:: DATA SHOWN ::
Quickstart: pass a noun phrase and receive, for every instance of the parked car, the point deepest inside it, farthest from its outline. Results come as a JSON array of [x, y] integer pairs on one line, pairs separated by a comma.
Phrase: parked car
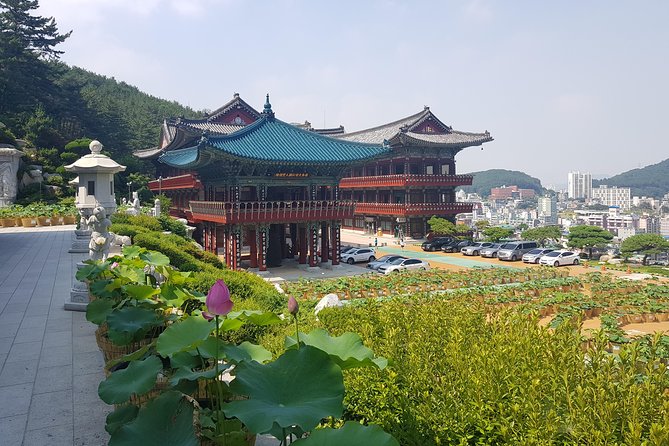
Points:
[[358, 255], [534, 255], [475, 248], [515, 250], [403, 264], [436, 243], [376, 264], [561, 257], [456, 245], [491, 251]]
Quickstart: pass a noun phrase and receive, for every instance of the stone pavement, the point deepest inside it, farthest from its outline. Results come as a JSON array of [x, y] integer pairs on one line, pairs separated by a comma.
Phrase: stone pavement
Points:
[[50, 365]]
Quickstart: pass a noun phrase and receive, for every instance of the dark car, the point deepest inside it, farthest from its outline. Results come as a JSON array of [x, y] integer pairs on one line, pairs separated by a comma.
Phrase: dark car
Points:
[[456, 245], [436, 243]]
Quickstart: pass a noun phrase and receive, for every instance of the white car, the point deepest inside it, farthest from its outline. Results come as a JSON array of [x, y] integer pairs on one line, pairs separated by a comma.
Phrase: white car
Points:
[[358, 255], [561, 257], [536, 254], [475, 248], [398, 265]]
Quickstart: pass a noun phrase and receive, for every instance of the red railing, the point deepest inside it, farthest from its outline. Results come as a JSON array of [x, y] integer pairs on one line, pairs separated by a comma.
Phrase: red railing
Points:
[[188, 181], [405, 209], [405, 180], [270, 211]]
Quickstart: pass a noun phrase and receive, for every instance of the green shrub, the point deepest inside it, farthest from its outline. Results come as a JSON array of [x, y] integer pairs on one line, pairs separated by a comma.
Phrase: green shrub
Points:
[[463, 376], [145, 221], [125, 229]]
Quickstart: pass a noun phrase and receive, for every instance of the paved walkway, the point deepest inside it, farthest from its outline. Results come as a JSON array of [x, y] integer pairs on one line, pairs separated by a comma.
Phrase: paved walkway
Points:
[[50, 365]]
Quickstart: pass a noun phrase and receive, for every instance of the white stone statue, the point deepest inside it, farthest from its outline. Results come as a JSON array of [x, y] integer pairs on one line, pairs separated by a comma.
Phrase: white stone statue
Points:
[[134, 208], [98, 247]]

---

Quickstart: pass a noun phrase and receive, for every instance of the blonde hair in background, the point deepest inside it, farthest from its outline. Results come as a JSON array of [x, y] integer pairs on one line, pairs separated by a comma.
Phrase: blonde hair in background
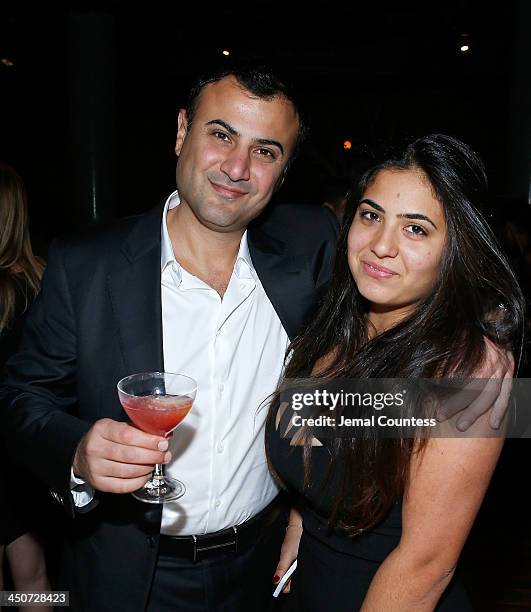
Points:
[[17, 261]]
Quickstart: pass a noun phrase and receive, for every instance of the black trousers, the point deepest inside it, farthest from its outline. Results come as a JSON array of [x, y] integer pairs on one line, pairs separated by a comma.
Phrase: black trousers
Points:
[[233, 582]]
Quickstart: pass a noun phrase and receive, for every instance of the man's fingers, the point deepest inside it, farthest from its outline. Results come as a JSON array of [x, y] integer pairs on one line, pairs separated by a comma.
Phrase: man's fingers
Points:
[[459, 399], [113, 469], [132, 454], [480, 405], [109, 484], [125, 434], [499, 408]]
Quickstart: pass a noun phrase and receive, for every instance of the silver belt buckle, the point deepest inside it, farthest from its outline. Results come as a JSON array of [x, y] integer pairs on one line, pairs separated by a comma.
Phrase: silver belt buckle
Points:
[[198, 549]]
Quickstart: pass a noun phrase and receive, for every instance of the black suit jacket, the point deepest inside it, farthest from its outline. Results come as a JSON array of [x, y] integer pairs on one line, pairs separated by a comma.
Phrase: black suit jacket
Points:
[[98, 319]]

:: TASK TO CARRY OUT ::
Rewrite the part of the records that opens with the line containing "of the paved" and closes with the line containing "[[134, 208], [98, 247]]", replacing "walkway" with "footpath" and leaving everything else unchanged.

:: RESULT OF THE TASK ::
Quickstart: pass a noun phrase and receive, for every instance of the paved footpath, the point deepest inside it, farthest from its outline. Results come as a JSON array of [x, y] integer pairs on one line, pairs separated by a comma.
Phrase: paved footpath
Points:
[[50, 365]]
Quickstart: pass a noun phrase and receive, for every instance of the white stone statue, the point deepest inside it, farthest from its outline. Results come as a JSON array of [x, y] integer pairs on one line, pairs separated by a comma.
Phrase: white stone statue
Points:
[[134, 208], [98, 247]]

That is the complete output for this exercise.